- **Task to carry out**
Return, exactly, the line that contains "form: x=319 y=7." together with all lines after it to the end of the entries, and no further lines.

———

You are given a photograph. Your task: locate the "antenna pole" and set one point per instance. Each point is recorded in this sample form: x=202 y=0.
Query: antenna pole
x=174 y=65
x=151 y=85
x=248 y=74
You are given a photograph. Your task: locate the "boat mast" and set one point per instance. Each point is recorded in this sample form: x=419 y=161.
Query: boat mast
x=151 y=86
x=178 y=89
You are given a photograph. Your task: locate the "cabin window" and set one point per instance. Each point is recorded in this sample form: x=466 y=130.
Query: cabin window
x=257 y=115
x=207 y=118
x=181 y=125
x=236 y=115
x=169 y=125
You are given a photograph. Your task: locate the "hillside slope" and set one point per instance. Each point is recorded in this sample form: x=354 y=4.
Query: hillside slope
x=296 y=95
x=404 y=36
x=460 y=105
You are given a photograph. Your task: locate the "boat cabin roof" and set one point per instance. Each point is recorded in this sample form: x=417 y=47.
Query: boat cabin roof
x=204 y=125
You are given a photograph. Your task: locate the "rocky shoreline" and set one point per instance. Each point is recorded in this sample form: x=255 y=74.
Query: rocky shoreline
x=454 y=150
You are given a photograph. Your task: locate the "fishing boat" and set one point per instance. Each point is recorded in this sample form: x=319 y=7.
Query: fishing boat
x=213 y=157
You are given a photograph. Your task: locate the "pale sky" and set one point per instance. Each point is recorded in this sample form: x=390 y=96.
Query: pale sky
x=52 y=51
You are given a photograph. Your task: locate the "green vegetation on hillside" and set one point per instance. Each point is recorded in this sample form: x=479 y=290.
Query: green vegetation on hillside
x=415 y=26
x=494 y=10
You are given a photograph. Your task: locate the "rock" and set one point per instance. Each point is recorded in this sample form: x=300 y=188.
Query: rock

———

- **Expected answer**
You are given a photograph. Your task: locate the "fishing boat" and set one point per instance. Each point is recorded in this sample form: x=319 y=7.
Query: fishing boat
x=213 y=157
You are given a photograph. Your task: locate the "pale sky" and set one point per instance. Each point is recorded in this sample form: x=390 y=96.
Query: pale sky
x=52 y=51
You are given a photograph. Your task: locate the "green vegetation on hillside" and set one point per instance. Each point is recorded in this sample form: x=479 y=290.
Query: green vegetation on hillside
x=415 y=26
x=494 y=10
You are given a photograph. Your task: locate the "rock" and set one point per instance. Each point is recorded in this sample form: x=300 y=188.
Query: rock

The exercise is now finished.